Abstract: SA-PO131
Renal Phospholipid Accumulation in High-Fat Diet Fed Streptozotocin Induced Diabetic Mice Depends on Ketohexokinase
Session Information
- Diabetic Kidney Disease: Basic - III
October 27, 2018 | Location: Exhibit Hall, San Diego Convention Center
Abstract Time: 10:00 AM - 12:00 PM
Category: Diabetic Kidney Disease
- 601 Diabetic Kidney Disease: Basic
Authors
- Doke, Tomohito, Nagoya University Graduate School of Medicine, Nagoya, Japan
- Ishimoto, Takuji, Nagoya University Graduate School of Medicine, Nagoya, Japan
- Hayasaki, Takahiro, Nagoya University Graduate School of Medicine, Nagoya, Japan
- Johnson, Richard J., University of Colorado Denver , Aurora, Colorado, United States
- Maruyama, Shoichi, Nagoya University Graduate School of Medicine, Nagoya, Japan
Background
Excessive fat intake contributes to the development of obesity and metabolic syndrome, which is associated with renal dysfunction in CKD patients including diabetic kidney disease (DKD). It has been reported that renal lipid metabolism may play a direct role in DKD progression. However, the detailed mechanisms of lipid metabolism in renal tubular cells of DKD remain unclear. Recently, we have reported that western diet induced steatohepatitis was dependent on ketohexokinase, a primary enzyme of fructose. Fructose is produced endogenously in DKD through the activation of polyol pathway. In this study, we investigated that the effects of fructose metabolism on lipid accumulation in DKD.
Methods
In male, C57BL6/J background wild type (WT) mice and ketohexokinase-knockout (KHK-KO) mice, which lack both KHK isoforms; KHK-A and C, diabetes was induced by streptozotocin (50mg/kg 5 consecutive days, intraperitoneal injection). They were fed 45% high fat diet (HFD) for 24 weeks, and then analyzed for renal lipid and fructose metabolism, and renal injury.

**Records shown:**
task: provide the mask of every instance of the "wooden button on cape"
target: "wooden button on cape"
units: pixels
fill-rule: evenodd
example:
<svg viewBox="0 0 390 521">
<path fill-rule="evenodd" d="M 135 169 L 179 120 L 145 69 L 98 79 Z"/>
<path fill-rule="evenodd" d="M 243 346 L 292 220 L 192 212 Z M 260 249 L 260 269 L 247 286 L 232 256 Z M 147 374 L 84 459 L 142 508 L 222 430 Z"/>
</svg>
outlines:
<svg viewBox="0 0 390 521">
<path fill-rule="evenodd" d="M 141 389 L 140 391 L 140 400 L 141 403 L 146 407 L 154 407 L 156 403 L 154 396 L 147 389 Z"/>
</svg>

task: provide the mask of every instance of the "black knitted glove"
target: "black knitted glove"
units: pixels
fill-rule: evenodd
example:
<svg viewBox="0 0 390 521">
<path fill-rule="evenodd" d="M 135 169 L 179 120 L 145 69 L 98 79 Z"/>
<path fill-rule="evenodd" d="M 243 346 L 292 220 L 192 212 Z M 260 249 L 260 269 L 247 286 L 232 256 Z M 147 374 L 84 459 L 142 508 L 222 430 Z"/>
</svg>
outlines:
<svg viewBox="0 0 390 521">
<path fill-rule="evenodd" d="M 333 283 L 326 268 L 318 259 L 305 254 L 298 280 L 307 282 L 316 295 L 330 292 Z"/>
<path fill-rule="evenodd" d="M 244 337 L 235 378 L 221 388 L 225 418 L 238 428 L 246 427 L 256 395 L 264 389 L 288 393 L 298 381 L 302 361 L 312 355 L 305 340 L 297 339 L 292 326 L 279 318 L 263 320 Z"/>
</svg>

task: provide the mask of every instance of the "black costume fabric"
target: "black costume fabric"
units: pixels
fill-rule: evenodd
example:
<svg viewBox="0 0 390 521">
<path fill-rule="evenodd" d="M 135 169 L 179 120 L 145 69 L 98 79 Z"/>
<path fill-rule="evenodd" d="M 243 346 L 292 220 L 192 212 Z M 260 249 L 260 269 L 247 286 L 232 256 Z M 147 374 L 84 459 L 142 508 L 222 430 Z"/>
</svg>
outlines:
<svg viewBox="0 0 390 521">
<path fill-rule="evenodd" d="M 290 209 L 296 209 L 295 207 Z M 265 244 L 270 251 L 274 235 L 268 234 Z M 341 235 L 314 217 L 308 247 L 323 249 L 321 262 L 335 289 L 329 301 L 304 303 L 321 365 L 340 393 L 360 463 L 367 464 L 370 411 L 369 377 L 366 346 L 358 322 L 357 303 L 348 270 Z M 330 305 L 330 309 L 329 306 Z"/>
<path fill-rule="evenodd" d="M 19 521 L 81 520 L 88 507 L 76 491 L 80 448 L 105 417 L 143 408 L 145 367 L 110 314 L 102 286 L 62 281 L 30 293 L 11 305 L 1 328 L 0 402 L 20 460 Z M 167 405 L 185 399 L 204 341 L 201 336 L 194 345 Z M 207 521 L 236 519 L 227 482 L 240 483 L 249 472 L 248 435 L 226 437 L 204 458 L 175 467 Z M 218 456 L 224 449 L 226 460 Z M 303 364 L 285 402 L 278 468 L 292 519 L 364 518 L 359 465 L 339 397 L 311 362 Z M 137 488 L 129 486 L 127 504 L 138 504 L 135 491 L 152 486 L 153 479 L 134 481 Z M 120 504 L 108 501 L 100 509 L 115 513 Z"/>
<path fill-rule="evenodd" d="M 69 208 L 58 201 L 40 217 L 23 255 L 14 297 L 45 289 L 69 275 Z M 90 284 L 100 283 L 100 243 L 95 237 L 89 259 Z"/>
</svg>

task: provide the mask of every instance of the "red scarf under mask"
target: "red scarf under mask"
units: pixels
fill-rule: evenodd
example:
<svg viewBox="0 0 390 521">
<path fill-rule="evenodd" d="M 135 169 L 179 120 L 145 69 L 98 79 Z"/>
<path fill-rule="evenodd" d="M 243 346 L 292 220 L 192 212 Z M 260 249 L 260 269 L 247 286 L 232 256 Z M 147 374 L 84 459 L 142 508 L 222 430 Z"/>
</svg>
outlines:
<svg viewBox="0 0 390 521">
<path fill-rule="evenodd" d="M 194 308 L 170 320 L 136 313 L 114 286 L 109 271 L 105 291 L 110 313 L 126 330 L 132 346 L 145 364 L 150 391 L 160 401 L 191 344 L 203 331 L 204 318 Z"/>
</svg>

**What this task involves:** Extend the abstract on renal phospholipid accumulation in diabetic mice with ketohexokinase knockout, starting after its last sentence.

**Task result:**
Results
Biochemical analysis demonstrated lipid parameters and blood glucose was not different between HFD fed diabetic WT and KHK-KO mice. We found remarkable vacuolization in renal proximal tubule in diabetic WT fed HFD. However, this vacuolization was prevented in diabetic KHK-KO fed HFD. This vacuolization was considered as phospholipid droplets by results of oil red o staining, toluidine blue staining and electron microscope images. The lipidomics showed renal phosphatidylglycerol (PG) was significantly increased in diabetic WT fed HFD compared to diabetic KHK-KO fed HFD. These increased renal PG was significantly correlated with phospholipid droplets, however renal triglyceride was not correlated significantly. The renal gene expressions of fatty oxidation (ACOX1, CPT1a) and cholesterol efflux (ABCA1, ABCG1, ApoE) were significantly decreased in diabetic WT fed HFD compared to diabetic KHK-KO fed HFD. These decreased gene expressions were significantly correlated with the number of phospholipid droplets.
Conclusion
These findings suggested that the inhibition of fructose metabolism in high fat fed diabetic mice ameliorated the renal phospholipid accumulation by improving the impaired fat oxidation and cholesterol efflux in kidney.